◆ Reading passage ◆
Background: I'm reading about Hilbert spaces that require a complete metric space using inner product, where every Cauchy sequence of points $x_m$,$x_n$ on the metric space, $X$, has a limit, also in $X$. One difficulty I have is what motivates Cauchy sequences in Hilbert spaces, in the first place.
It is said the points in the sequences $x_n$, $x_m$ converge to $||x_n-x_m|| < r$, $r\in \mathbb{R}$, $r>0$ with $n,m>N$ for some $N \in \mathbb{N}$.
This reminds me of how compact operators $T:X\to Y$ between Hilbert spaces $X,Y$ are the limit of finite-rank operators: If one orders the eigenvalues of that compact operator, $T$, from largest to smallest, $|\lambda_1|\ge|\lambda_2|\ge|\lambda_3|...$, then the partial sums $T_n=\sum_{i=1}^n \lambda_i \phi_i$, (using basis functions, $\phi_n$,) form a Cauchy sequence with practical value, as the sequence approaches $T$, or at least $|T-T_n|<r$ for some $n>N$.

◆ Entries shown ◆

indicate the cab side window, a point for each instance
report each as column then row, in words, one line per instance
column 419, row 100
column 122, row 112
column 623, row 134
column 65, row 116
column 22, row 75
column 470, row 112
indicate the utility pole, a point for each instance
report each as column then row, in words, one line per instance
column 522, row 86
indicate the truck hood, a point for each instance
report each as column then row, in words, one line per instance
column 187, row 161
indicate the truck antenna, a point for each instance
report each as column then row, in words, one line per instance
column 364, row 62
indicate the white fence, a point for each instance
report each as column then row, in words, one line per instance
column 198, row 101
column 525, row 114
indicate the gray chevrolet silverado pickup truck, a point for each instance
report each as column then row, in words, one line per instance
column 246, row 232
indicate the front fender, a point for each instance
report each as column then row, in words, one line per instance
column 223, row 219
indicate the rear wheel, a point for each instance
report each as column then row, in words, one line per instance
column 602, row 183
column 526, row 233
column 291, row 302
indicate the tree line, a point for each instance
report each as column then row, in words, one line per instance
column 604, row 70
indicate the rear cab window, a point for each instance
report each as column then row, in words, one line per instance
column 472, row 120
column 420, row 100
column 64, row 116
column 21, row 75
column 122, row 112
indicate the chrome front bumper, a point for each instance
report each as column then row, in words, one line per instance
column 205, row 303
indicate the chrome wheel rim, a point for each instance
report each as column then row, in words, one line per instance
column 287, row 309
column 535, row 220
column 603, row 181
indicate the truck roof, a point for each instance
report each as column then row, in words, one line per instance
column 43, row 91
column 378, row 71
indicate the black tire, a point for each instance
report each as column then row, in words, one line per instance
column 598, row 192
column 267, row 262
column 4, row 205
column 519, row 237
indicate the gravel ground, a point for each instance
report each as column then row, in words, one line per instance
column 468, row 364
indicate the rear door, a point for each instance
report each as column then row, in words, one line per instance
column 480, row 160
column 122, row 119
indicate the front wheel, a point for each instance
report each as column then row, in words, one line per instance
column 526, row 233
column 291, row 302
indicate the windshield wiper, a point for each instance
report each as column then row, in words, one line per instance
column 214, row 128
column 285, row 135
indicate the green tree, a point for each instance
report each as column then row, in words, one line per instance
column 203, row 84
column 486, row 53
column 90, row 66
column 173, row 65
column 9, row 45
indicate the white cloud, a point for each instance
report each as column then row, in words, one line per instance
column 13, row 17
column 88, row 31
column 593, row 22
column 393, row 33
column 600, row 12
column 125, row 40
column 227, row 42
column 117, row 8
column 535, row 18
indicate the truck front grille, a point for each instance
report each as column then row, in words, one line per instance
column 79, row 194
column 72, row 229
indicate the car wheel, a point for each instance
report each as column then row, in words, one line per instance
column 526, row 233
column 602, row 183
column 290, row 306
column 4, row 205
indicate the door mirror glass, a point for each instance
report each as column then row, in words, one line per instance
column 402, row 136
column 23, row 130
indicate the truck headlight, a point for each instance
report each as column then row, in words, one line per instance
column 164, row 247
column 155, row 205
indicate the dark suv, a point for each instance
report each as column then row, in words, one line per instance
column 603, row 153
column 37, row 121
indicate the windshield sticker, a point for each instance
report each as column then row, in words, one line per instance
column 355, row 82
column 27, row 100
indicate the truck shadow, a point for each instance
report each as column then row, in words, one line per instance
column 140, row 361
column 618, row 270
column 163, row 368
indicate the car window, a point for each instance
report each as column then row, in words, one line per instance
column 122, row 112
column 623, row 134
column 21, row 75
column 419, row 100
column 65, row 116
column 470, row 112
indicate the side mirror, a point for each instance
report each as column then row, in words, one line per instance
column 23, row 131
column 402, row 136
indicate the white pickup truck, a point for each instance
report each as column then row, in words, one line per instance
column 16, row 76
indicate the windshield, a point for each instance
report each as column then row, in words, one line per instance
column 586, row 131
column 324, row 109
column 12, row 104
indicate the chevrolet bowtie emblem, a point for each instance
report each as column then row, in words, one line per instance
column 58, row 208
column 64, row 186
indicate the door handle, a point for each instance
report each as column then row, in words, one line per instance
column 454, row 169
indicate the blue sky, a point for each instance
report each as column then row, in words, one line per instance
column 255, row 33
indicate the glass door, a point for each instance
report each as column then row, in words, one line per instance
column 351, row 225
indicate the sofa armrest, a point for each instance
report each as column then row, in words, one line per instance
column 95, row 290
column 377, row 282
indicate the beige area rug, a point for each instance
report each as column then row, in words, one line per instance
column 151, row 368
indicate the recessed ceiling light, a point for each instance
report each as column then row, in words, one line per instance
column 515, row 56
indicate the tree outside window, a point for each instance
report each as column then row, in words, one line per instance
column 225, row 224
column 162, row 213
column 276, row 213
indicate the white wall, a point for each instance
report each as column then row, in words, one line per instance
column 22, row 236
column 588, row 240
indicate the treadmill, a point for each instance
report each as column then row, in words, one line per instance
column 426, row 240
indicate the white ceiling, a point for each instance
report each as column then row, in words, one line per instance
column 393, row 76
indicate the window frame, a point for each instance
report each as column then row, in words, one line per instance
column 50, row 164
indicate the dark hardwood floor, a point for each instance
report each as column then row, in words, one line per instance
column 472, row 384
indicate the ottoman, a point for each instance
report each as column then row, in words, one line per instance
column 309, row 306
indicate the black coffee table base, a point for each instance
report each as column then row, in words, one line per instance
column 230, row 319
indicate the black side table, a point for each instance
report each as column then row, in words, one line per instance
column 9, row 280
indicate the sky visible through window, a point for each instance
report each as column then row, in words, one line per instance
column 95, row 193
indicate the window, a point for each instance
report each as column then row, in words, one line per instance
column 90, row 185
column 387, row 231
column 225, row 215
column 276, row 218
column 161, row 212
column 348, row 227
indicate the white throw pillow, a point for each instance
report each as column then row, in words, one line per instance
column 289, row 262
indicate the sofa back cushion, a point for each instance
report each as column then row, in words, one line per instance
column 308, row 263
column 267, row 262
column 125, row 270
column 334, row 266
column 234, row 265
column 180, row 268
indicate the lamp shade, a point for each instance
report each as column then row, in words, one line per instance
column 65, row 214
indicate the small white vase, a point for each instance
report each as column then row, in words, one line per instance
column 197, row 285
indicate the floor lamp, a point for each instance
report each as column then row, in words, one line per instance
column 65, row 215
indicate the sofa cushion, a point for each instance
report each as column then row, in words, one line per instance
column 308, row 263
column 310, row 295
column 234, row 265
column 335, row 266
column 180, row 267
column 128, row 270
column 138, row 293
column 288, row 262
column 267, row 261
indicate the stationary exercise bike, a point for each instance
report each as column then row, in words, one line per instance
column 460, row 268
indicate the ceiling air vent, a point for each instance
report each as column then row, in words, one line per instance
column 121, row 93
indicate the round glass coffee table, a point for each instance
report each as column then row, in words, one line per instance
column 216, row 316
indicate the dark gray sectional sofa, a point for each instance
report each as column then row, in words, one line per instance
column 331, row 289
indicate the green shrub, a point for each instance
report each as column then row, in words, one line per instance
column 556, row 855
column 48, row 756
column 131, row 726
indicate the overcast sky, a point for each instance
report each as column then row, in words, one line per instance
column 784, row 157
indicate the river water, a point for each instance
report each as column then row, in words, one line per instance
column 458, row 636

◆ Instruction 1 ◆
In the Hilbert space question, in what order are the eigenvalues of the compact operator $T$ arranged?
◆ Instruction 2 ◆
Pick up the Hilbert space question after its final sentence and write the next part.

◆ Written answer 1 ◆
From largest to smallest in absolute value: $|\lambda_1|\ge|\lambda_2|\ge|\lambda_3|...$

◆ Written answer 2 ◆
Next, in analogous fashion, we consider how expressing a function, $f(x)\in L^2$ in an orthonormal basis, $\{\psi(x)\}$, results in a sequence of generalized Fourier coefficients $\{c_i \} \in \ell^2$, where $c_i= <f(x),\psi_i(x)>$. Again, ordering the Fourier coefficients from largest to smallest, $|c_1|\ge|c_2|\ge|c_3|...$, the partial sums $f_n=\sum_{i=1}^n c_i \psi_i$, form a Cauchy sequence with practical value, as the sequence approaches $f(x)$, or at least $|f(x)-f_n(x)|<r$ for some $n>N$.*
Idea: Since the first partial sum $T_n$, a Cauchy sequence, and its limit, $T$, express compact operators, the second partial sum, $f_n$, and its limit, $f$, must be some sort of operator. Clearly it's a multiplication operator in the "eigenvalue domain", as $c_n=<\psi_n,\sum_{i=1}^\infty c_i \psi_i>=<\psi_n, c_n \psi_n>$.
Question: Expressing a function, $f(x)\in L^2$ in an orthogonal basis, is equivalent to a multiplication operator. Is it a compact operator? If not, what is its classification?
*Bonus: The above is is long enough, already, but given two projection operators $P,Q$ with $P$ being an orthogonal projection into a separable Hilbert space, that do not have commuting eigenfunctions, the operation, $PQP$ (not trivially zero,) is self-adjoint, with contractive eigenvalues that can be ordered, $1\ge|\lambda_1|\ge|\lambda_2|\ge|\lambda_3|...$ from largest to smallest. Is this $PQP$ compact?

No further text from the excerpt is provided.